→ BRANO SCELTO:

╔══

Il nesso di occasionalità necessaria si realizza ogni volta che l'attività lavorativa, considerata tale anche quella prodromica e/o strumentale allo svolgimento della prestazione di lavoro, abbia esposto il lavoratore ad un qualsiasi rischio da cui è scaturito l'evento.

Secondo la sua nozione più ampia e attuale, l'occasione di lavoro è configurabile anche nel caso di incidente occorso durante la deambulazione all'interno del luogo di lavoro (Cass. n. 17336/2021; Cass. n. 16417/2005), ravvisandosi un nesso di strumentalità tra la condotta all'origine dell'evento e l'attività lavorativa. Pertanto, se l'infortunio avviene nel corso di uno spostamento spaziale, anche se intervenuto all'esterno del luogo di lavoro, resta tutelabile se collegato alla prestazione lavorativa con un rapporto funzionale e necessario.

╚══

→ ESERCIZI PROPOSTI:
**A)** Secondo la nozione più ampia e attuale riportata nel brano sull'occasione di lavoro, quale tipo di incidente all'interno del luogo di lavoro rientra nell'occasione di lavoro?
**B)** Continua il brano sull'occasione di lavoro dopo la sua ultima frase.
I dati non hanno alcun ruolo in questo esercizio.

→ DATI MOSTRATI:
╔══

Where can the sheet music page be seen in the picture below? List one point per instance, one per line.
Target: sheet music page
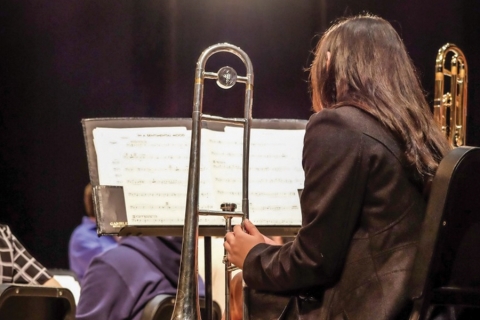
(275, 173)
(151, 164)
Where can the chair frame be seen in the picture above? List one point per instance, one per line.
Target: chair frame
(423, 290)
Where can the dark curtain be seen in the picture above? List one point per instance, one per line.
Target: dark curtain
(61, 61)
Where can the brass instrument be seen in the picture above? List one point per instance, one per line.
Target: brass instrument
(450, 108)
(187, 301)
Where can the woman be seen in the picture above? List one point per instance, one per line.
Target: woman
(369, 153)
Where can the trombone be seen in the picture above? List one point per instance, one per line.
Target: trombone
(450, 108)
(187, 301)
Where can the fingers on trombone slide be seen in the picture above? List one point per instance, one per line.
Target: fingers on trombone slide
(230, 267)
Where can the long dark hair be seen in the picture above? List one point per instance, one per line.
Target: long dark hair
(369, 67)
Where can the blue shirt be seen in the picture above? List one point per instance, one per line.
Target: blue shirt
(85, 244)
(119, 282)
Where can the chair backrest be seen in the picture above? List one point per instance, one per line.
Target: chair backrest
(161, 307)
(29, 302)
(67, 279)
(449, 245)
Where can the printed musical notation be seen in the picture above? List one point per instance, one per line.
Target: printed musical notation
(151, 164)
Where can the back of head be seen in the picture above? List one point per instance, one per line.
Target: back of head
(88, 200)
(362, 61)
(368, 62)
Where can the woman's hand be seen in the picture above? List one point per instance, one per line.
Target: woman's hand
(238, 242)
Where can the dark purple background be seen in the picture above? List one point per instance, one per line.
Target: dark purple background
(61, 61)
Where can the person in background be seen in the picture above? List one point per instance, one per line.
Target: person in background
(18, 266)
(119, 282)
(84, 242)
(370, 152)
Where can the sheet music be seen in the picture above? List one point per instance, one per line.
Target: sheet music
(151, 164)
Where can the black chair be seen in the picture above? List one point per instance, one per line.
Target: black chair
(161, 307)
(446, 273)
(29, 302)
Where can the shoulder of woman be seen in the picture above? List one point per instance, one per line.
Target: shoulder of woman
(348, 118)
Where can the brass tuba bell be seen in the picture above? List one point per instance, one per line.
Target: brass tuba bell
(450, 97)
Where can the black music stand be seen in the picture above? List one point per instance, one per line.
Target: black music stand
(110, 209)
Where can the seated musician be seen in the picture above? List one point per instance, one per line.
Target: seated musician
(84, 242)
(369, 152)
(119, 282)
(17, 265)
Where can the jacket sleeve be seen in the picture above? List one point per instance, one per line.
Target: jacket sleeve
(331, 203)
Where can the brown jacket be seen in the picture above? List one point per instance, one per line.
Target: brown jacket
(361, 213)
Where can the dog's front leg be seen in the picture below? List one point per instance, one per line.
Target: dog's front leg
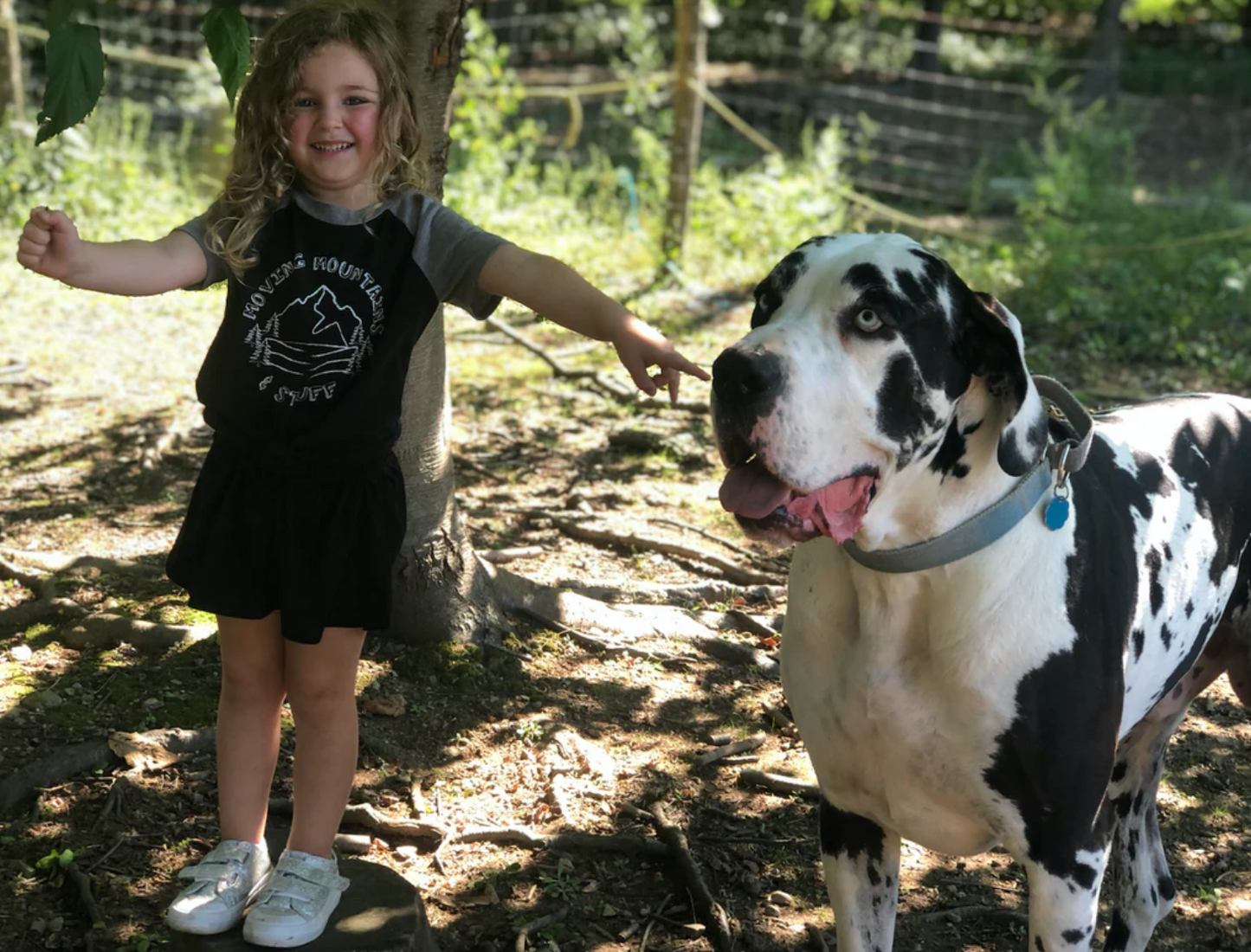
(1063, 904)
(862, 876)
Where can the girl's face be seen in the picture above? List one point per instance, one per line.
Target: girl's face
(332, 125)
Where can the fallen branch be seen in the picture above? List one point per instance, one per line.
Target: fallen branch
(601, 382)
(562, 608)
(61, 563)
(604, 646)
(777, 783)
(157, 749)
(661, 593)
(523, 934)
(707, 909)
(113, 801)
(27, 614)
(719, 753)
(27, 579)
(731, 570)
(818, 938)
(771, 561)
(734, 653)
(364, 814)
(567, 841)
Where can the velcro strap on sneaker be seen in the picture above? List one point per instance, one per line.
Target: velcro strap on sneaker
(229, 873)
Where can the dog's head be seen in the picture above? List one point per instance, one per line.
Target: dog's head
(861, 351)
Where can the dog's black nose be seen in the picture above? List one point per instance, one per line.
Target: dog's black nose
(742, 379)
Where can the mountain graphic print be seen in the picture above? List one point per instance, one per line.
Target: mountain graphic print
(312, 338)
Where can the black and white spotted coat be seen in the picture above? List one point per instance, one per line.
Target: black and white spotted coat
(1022, 696)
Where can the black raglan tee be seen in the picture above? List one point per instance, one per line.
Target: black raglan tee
(309, 363)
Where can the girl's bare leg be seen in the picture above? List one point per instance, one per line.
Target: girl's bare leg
(248, 722)
(322, 687)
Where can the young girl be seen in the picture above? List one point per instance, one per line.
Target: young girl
(335, 263)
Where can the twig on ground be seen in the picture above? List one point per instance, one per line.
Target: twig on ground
(113, 803)
(771, 561)
(777, 783)
(596, 381)
(606, 646)
(818, 938)
(83, 884)
(732, 572)
(109, 852)
(523, 934)
(784, 724)
(960, 912)
(568, 841)
(500, 556)
(706, 907)
(563, 608)
(660, 593)
(719, 753)
(27, 579)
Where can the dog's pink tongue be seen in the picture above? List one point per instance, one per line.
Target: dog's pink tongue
(837, 510)
(752, 492)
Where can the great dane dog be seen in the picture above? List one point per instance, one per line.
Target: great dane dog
(1022, 693)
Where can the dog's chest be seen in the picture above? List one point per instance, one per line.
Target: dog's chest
(900, 716)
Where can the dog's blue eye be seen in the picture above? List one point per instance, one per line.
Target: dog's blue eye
(868, 322)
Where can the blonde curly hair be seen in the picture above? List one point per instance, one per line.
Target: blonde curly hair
(261, 168)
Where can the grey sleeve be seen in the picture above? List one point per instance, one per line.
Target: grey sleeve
(452, 252)
(198, 229)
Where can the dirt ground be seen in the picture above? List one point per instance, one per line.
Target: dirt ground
(568, 741)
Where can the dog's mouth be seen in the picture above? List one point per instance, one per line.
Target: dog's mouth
(764, 502)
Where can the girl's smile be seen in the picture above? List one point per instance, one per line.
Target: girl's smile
(332, 126)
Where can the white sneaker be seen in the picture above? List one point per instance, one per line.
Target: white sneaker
(295, 904)
(225, 879)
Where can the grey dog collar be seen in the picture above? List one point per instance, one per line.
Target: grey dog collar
(994, 523)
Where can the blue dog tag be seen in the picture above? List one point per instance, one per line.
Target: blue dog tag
(1056, 513)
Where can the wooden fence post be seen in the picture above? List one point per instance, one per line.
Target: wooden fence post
(11, 92)
(688, 68)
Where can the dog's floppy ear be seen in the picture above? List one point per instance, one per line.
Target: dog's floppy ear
(995, 351)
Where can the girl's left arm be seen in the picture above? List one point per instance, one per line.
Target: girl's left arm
(553, 289)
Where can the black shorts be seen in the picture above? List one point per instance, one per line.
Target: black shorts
(317, 545)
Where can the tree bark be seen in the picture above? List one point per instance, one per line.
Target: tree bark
(441, 589)
(11, 92)
(1104, 64)
(925, 58)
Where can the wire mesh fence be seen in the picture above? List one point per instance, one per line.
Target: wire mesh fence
(938, 110)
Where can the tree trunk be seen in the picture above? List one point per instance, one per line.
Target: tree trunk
(925, 58)
(1104, 67)
(11, 93)
(441, 590)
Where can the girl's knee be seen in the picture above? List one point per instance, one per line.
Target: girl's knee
(253, 685)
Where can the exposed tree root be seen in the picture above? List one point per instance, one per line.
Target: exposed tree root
(777, 783)
(707, 909)
(719, 753)
(100, 629)
(50, 771)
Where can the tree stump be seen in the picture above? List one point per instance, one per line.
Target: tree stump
(379, 912)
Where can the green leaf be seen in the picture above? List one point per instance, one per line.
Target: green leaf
(75, 79)
(225, 30)
(61, 11)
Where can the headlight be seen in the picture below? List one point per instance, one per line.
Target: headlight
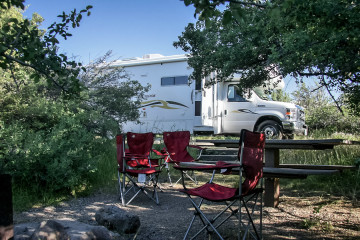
(291, 113)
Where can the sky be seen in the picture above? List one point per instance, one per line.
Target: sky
(129, 28)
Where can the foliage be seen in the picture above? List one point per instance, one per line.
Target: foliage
(52, 144)
(22, 43)
(280, 95)
(298, 38)
(321, 112)
(112, 93)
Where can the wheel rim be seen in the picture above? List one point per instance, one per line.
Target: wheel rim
(270, 132)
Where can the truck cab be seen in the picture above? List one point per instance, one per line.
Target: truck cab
(234, 109)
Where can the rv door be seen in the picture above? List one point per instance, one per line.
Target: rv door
(238, 112)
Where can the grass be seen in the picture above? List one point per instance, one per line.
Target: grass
(346, 183)
(105, 178)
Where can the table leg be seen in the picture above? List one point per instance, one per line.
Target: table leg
(272, 186)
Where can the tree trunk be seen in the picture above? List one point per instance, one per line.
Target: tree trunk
(6, 208)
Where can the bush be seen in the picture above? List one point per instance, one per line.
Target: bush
(53, 160)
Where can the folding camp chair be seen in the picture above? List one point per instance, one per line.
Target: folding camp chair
(247, 195)
(177, 145)
(135, 171)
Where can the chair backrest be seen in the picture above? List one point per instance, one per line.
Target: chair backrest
(176, 144)
(251, 156)
(140, 143)
(120, 151)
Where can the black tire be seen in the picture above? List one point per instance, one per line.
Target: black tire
(271, 129)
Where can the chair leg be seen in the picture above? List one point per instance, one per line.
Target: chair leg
(203, 218)
(121, 190)
(257, 233)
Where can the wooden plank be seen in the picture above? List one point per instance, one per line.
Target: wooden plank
(318, 167)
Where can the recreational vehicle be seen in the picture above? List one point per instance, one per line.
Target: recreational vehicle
(175, 103)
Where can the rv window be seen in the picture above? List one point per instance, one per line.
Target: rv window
(167, 81)
(234, 94)
(197, 108)
(181, 80)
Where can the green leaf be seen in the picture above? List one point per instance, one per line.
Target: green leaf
(227, 17)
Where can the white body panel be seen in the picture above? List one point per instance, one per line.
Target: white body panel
(183, 107)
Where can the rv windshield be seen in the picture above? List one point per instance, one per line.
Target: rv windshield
(261, 94)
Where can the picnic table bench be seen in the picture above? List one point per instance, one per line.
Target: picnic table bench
(273, 170)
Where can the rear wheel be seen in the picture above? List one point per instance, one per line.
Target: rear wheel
(271, 129)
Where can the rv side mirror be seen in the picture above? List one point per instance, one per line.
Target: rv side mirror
(248, 95)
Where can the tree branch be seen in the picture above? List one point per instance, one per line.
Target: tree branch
(248, 3)
(331, 95)
(35, 68)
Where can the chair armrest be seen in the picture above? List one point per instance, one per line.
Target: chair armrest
(199, 148)
(195, 146)
(184, 166)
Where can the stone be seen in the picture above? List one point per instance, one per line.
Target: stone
(74, 230)
(118, 220)
(50, 230)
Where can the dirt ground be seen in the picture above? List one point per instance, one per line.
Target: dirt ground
(313, 216)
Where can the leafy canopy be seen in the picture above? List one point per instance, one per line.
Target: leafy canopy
(299, 38)
(22, 43)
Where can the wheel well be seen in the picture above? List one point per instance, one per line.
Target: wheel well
(264, 118)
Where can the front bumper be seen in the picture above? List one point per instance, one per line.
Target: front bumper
(295, 128)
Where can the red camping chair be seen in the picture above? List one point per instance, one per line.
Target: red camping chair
(177, 145)
(139, 150)
(247, 194)
(137, 168)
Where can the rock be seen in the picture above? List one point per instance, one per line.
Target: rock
(50, 230)
(118, 220)
(74, 230)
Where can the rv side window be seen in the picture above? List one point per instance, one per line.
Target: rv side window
(234, 94)
(181, 80)
(168, 81)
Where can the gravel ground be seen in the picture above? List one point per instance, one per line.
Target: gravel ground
(296, 217)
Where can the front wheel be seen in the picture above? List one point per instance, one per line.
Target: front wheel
(271, 129)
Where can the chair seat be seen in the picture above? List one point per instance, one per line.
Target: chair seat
(213, 192)
(147, 171)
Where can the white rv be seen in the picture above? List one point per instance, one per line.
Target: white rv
(174, 103)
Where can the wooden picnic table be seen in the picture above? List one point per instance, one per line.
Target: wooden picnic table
(273, 170)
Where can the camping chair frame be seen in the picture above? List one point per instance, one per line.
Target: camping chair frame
(248, 195)
(132, 174)
(171, 158)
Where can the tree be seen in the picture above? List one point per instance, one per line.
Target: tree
(112, 94)
(317, 38)
(23, 43)
(280, 95)
(50, 144)
(321, 111)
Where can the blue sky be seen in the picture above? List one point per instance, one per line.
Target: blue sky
(130, 28)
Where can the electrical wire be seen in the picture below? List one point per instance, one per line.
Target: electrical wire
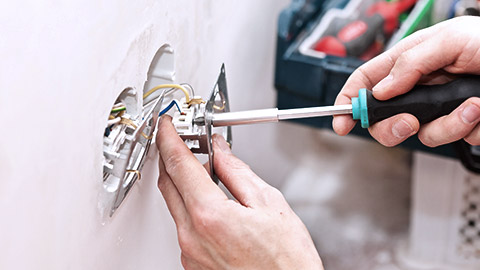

╚══

→ RISULTATI DELL'ESERCIZIO:
**A)** L'incidente occorso durante la deambulazione all'interno del luogo di lavoro.

**B)**
Il rischio elettivo, che rappresenta l'unico limite che esclude l'occasione di lavoro (Cass. 19 aprile 1999, n. 3885; Cass. 2 giugno 1999, n. 5419; Cass. 9 ottobre 2000, n. 13447; Cass. 8 marzo 2001, n. 3363; Cass. 9 gennaio 2002, n. 190; Cass. 22 aprile 2002, n. 5841; Cass. 13 aprile 2002, n. 5354; Cass. 3 agosto 2005, n. 16282), viene individuato attraverso il concorso simultaneo dei seguenti elementi caratterizzanti:

a) vi deve essere non solo un atto volontario (in contrapposizione agli atti automatici del lavoro, spesso fonte di infortuni), ma altresì arbitrario, nel senso di illogico ed estraneo alle finalità produttive;

b) diretto a soddisfare impulsi meramente personali (il che esclude le iniziative, pur incongrue, ed anche contrarie alle direttive datoriali, ma motivate da finalità produttive);

c) che affronti un rischio diverso da quello cui sarebbe assoggettato, sicché l'evento non abbia alcun nesso di derivazione con lo svolgimento dell'attività lavorativa” (Cass. 5 settembre 2014, n. 18786; Cass. 18 maggio 2009, n. 11417; Cass. 4 luglio 2007, n. 15047).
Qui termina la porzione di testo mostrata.